Excerpts of pointing data:

* * * *

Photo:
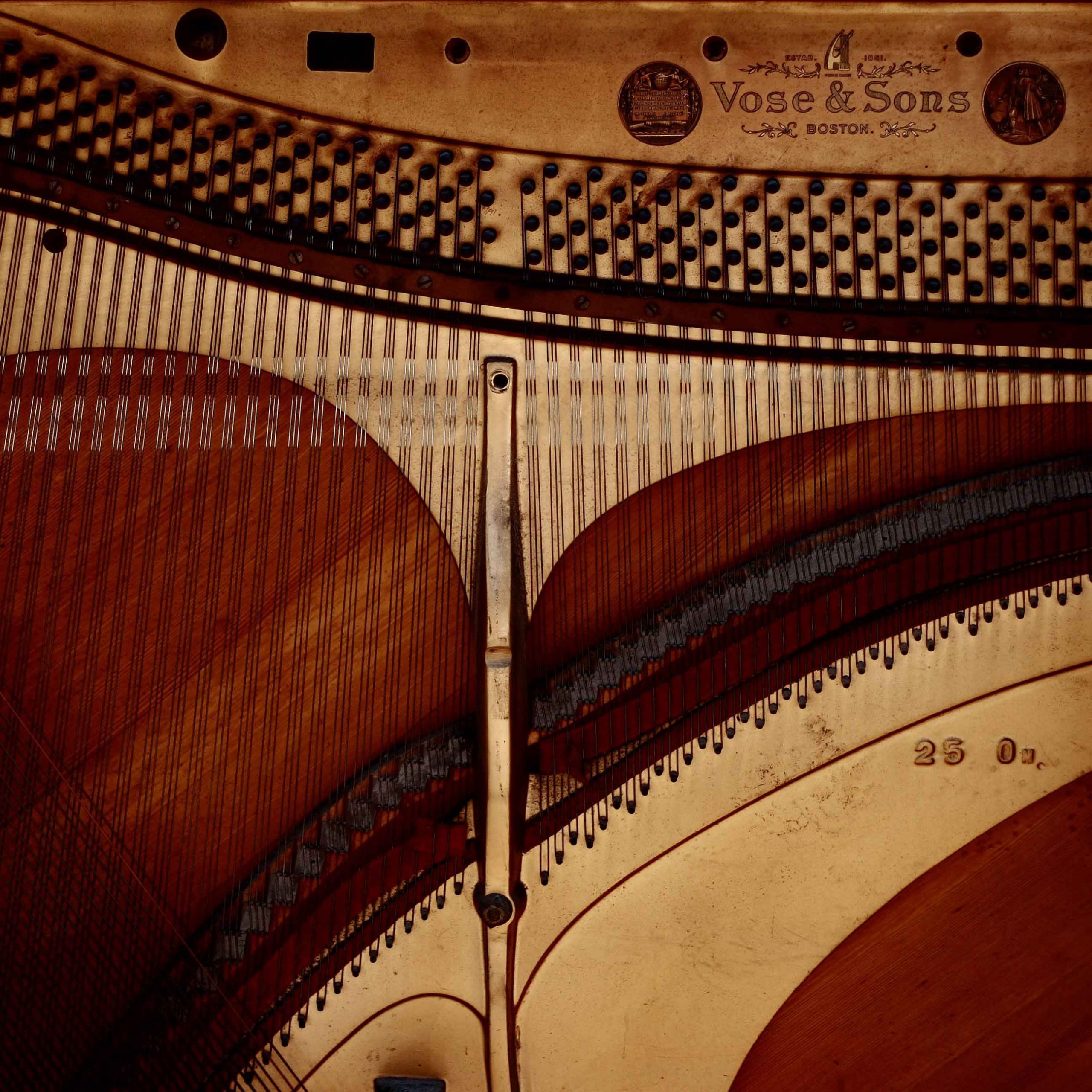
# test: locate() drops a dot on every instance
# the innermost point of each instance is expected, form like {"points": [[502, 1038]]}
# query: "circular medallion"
{"points": [[660, 103], [1024, 103]]}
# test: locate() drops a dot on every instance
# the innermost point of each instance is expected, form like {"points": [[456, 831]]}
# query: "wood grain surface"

* * * *

Copy out all of the records above character for character, leaving out the pictures.

> [Reply]
Photo:
# test: locate() drops a dot on every instance
# the innermost point of each instance is expected, form like {"points": [[502, 1038]]}
# query: "circular medallion"
{"points": [[660, 103], [1024, 103]]}
# test: locate() drops a dot on every instance
# the innermost point of each instance is expected, form like {"points": [[456, 831]]}
# query: "wood grain surface"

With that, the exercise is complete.